> Supplied records
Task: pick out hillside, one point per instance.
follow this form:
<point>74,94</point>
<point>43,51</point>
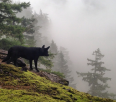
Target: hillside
<point>20,86</point>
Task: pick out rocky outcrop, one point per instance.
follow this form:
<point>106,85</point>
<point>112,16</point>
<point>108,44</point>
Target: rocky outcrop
<point>49,76</point>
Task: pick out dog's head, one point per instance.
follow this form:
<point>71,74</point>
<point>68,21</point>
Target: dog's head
<point>45,50</point>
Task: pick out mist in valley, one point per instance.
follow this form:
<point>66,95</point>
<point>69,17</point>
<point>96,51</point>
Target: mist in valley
<point>81,27</point>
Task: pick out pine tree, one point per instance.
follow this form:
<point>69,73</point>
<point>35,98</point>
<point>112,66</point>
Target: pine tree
<point>96,80</point>
<point>9,22</point>
<point>68,68</point>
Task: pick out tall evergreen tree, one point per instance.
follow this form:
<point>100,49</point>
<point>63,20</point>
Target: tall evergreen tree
<point>9,22</point>
<point>96,80</point>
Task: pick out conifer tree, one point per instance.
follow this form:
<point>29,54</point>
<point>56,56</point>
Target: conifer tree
<point>69,64</point>
<point>9,22</point>
<point>96,79</point>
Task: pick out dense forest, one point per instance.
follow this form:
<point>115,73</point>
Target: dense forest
<point>19,25</point>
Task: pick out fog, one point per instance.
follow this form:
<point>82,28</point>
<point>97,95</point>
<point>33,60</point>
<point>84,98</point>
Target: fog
<point>82,26</point>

> Work request
Keep the pictures out and transcribe the entries exactly.

> Result for this task
Task: pick out hillside, one point per instance.
follow this form:
<point>74,94</point>
<point>43,51</point>
Target: hillside
<point>20,86</point>
Task: pick out rocky outcrop, one point per instance.
follow this form:
<point>106,85</point>
<point>112,16</point>
<point>108,44</point>
Target: rocky outcrop
<point>49,76</point>
Task: pick out dog's head, one point per instance.
follow this form:
<point>71,74</point>
<point>68,21</point>
Target: dog's head
<point>45,50</point>
Task: pick out mist in valley, one point per instance.
follow this form:
<point>66,95</point>
<point>69,17</point>
<point>96,51</point>
Target: mist in valley
<point>81,27</point>
Task: pick out pine tree, one point per instance.
follow this form:
<point>69,73</point>
<point>35,98</point>
<point>112,66</point>
Target: pine tree
<point>96,80</point>
<point>9,22</point>
<point>68,68</point>
Task: pick out tall evergreen tree, one point per instance.
follow this form:
<point>100,49</point>
<point>63,20</point>
Target: tall evergreen tree
<point>9,22</point>
<point>96,80</point>
Task: pick out conifer tree, one point per instance.
follow this form:
<point>29,54</point>
<point>56,56</point>
Target: conifer tree
<point>69,64</point>
<point>9,22</point>
<point>96,79</point>
Task: pick out dense forest, one point per instance.
follow this form:
<point>115,73</point>
Target: dense forest
<point>19,25</point>
Task: pick out fog, one point per instance.
follow this form:
<point>82,28</point>
<point>97,95</point>
<point>33,60</point>
<point>84,98</point>
Target: fog
<point>82,26</point>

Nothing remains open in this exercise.